[Start]

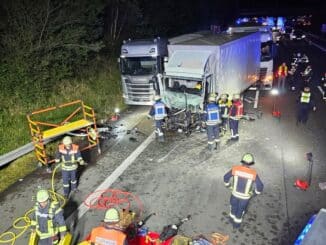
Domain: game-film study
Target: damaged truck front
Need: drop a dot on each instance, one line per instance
(204, 63)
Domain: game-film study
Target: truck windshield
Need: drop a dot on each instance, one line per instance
(266, 51)
(138, 65)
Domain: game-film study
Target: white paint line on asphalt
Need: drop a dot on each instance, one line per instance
(163, 158)
(82, 209)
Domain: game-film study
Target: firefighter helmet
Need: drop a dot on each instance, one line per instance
(42, 195)
(112, 215)
(224, 96)
(157, 97)
(212, 97)
(67, 140)
(236, 96)
(248, 159)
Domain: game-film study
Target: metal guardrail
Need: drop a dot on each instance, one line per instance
(21, 151)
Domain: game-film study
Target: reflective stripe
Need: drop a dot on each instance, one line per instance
(160, 112)
(213, 115)
(305, 97)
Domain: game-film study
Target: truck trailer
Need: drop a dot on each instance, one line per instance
(218, 63)
(203, 63)
(140, 62)
(268, 51)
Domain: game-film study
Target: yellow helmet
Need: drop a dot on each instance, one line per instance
(212, 97)
(42, 195)
(248, 159)
(112, 215)
(157, 97)
(224, 96)
(67, 140)
(236, 96)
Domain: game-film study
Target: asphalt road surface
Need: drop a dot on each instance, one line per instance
(180, 177)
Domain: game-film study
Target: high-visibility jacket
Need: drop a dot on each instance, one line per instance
(305, 97)
(236, 110)
(282, 70)
(107, 235)
(69, 157)
(224, 106)
(212, 114)
(48, 221)
(159, 110)
(244, 179)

[End]

- _Goal of the exercise_
Can you pull every line of text from the records above, word for word, and leave the picture out?

- _Solution for this problem_
Domain: game-film study
Target: damaged truck front
Need: drop a dot on each instance, one line per instance
(204, 63)
Domain: game-film study
Target: truck windshield
Need: drop a dot on each instance, one line per instance
(266, 51)
(138, 65)
Domain: game-film study
Target: white paint line on asphalt
Need: drop a dot on each instance, one line per instance
(163, 158)
(82, 209)
Domain: game-film study
Target: firefighter helmet
Need: drop a dot on each instance, one line per instance
(42, 195)
(112, 215)
(224, 96)
(157, 97)
(212, 97)
(67, 140)
(236, 96)
(248, 159)
Domain: game-film study
Target: metal guardrail
Need: drop a dot on each instance, one line per instance
(21, 151)
Domain: game-film study
Target: reflective stripe
Need: drop a dot on each instance, one line per instance
(160, 112)
(213, 115)
(305, 97)
Domain: game-film study
Target: truck trailer
Need: drop a dot on each instance, one line per instance
(218, 63)
(203, 63)
(140, 62)
(268, 51)
Domain: game-film study
Target: yellow helmet
Need: drop a dot on each instance, one line per instance
(212, 97)
(42, 195)
(248, 159)
(112, 215)
(157, 97)
(224, 96)
(67, 140)
(236, 96)
Domain: game-film study
Target: asphalt road surface
Need: drop a dot on each instance, one line per instance
(180, 177)
Domain: game-film study
Target: high-visibility jacket
Need: drop a dot on each instance, one line per instance
(305, 97)
(236, 110)
(282, 70)
(107, 235)
(69, 157)
(224, 106)
(212, 114)
(48, 221)
(159, 110)
(244, 179)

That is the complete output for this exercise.